Scan the lines below and report each one containing "positive" by copying it.

[Start of Attachment]

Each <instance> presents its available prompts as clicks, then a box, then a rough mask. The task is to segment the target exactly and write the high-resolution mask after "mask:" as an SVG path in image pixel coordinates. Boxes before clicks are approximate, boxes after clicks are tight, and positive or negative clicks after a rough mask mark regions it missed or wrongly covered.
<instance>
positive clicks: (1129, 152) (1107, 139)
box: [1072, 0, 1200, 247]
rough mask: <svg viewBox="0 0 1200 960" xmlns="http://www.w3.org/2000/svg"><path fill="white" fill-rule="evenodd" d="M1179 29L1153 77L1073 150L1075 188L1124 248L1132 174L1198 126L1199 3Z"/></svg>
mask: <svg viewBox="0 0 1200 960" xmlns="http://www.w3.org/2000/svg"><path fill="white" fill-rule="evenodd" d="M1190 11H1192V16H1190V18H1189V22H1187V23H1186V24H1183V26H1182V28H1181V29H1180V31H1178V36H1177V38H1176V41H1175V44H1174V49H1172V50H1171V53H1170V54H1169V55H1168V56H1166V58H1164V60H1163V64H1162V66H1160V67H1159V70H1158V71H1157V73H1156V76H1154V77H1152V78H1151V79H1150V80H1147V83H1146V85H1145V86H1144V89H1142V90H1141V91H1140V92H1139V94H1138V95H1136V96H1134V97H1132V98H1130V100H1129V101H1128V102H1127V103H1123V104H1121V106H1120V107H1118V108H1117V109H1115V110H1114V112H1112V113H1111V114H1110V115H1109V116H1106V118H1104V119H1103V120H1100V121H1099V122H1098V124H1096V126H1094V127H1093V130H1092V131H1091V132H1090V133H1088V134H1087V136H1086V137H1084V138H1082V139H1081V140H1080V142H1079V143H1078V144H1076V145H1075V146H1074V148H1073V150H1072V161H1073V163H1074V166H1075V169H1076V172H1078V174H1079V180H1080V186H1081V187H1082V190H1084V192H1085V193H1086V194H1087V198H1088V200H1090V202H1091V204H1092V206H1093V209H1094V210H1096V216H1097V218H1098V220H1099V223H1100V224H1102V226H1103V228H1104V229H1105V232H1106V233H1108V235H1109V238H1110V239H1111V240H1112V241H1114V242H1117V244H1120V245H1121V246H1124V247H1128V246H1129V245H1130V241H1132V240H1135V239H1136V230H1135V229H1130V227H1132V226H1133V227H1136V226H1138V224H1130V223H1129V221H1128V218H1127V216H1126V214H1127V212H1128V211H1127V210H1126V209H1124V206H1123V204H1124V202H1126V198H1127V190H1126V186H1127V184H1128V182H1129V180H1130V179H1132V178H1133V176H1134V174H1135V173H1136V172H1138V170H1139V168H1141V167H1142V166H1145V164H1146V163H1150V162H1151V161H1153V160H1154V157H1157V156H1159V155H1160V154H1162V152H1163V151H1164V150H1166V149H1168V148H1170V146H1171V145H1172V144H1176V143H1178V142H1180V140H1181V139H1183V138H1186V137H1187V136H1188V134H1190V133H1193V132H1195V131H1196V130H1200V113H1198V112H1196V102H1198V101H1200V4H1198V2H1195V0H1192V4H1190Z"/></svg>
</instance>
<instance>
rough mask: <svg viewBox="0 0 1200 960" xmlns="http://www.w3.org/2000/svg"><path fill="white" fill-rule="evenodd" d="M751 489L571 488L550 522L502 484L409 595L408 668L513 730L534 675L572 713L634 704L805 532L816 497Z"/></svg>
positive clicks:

[End of Attachment]

[TASK OUTPUT]
Each <instance> presents its available prompts as clicks, then a box, then a rough mask. The task is to segment the target exactly and write the high-resolution mask after "mask:" as an SVG path in image pixel coordinates. Boxes before clicks are approximate, boxes after clicks are tight, and positive or negative clicks after a rough mask mark regions it missed or wrongly covered.
positive clicks: (1129, 152) (1107, 139)
positive clicks:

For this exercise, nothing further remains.